REQUIRED ACTION: The answer should match the records character for character.

[Referring expression pointing data]
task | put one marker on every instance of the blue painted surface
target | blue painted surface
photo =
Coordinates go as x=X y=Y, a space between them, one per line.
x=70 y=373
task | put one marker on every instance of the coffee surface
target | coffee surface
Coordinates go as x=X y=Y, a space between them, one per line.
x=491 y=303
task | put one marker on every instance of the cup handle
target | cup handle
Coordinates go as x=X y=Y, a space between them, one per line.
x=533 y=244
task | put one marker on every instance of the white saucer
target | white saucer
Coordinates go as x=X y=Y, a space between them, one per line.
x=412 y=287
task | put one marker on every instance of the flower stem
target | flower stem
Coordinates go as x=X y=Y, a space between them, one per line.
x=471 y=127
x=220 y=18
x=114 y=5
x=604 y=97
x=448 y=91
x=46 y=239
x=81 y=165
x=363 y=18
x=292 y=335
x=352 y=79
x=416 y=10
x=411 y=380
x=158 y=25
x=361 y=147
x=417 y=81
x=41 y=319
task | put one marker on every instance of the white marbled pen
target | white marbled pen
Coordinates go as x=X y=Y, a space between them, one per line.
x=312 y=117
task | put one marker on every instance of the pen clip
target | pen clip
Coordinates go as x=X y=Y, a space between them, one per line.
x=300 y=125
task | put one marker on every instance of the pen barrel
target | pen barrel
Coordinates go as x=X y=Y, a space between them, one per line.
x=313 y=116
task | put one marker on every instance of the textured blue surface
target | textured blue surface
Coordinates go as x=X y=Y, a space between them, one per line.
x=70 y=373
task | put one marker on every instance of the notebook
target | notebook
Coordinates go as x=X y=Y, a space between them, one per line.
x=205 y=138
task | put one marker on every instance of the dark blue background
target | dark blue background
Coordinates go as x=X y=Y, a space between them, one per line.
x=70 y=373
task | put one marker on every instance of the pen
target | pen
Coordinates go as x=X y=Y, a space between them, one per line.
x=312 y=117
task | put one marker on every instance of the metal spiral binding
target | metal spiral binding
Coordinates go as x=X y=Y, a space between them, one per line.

THE ANSWER:
task | put one marker on every instance of the blue painted surface
target | blue painted surface
photo =
Coordinates go as x=X y=Y, a space between them, one per line.
x=70 y=373
task | put one marker on every instance of the coffee surface
target | coffee surface
Coordinates go as x=X y=Y, a space between them, one per line.
x=491 y=303
task | put one marker on every instance of the cup handle
target | cup handle
Coordinates go as x=X y=Y, a space between them, one per line.
x=533 y=244
task | put one marker on every instance of the white saucer
target | white saucer
Coordinates go as x=X y=Y, a space between them, one per line.
x=412 y=287
task | put one marker on every instance of the flower stem
target | flower stem
Coordinates go as x=X y=Y, a space between them, one per line.
x=471 y=127
x=220 y=18
x=114 y=5
x=604 y=97
x=448 y=91
x=46 y=239
x=81 y=165
x=363 y=18
x=292 y=335
x=352 y=79
x=416 y=10
x=411 y=380
x=158 y=25
x=361 y=147
x=417 y=81
x=41 y=319
task | put one marker on every instance of the white marbled pen
target | white marbled pen
Coordinates go as x=X y=Y, a space between them, one per line.
x=312 y=117
task | put one marker on every instance of the pen clip
target | pen clip
Coordinates go as x=X y=Y, a space between them, one per line.
x=300 y=125
task | put one marker on every instance of the pen barrel
target | pen barrel
Coordinates go as x=X y=Y, a space between them, one per line.
x=313 y=116
task | put one marker on every instance of the textured blue surface
target | textured blue surface
Coordinates go as x=X y=Y, a space between them, one per line.
x=70 y=373
task | put one marker on every instance of the notebook
target | notebook
Coordinates go as x=X y=Y, a space between them, one per line.
x=205 y=138
task | put one marker on every instance of the dark blue background
target | dark blue background
Coordinates go as x=X y=Y, a space between them, one per line.
x=70 y=373
task | put one marker on every instance of the pen
target | pen
Coordinates go as x=X y=Y, a space between them, one per line.
x=312 y=117
task | put one marker on every instance of the metal spiral binding
target | metal spiral binding
Coordinates go as x=X y=Y, a space between them, one per line.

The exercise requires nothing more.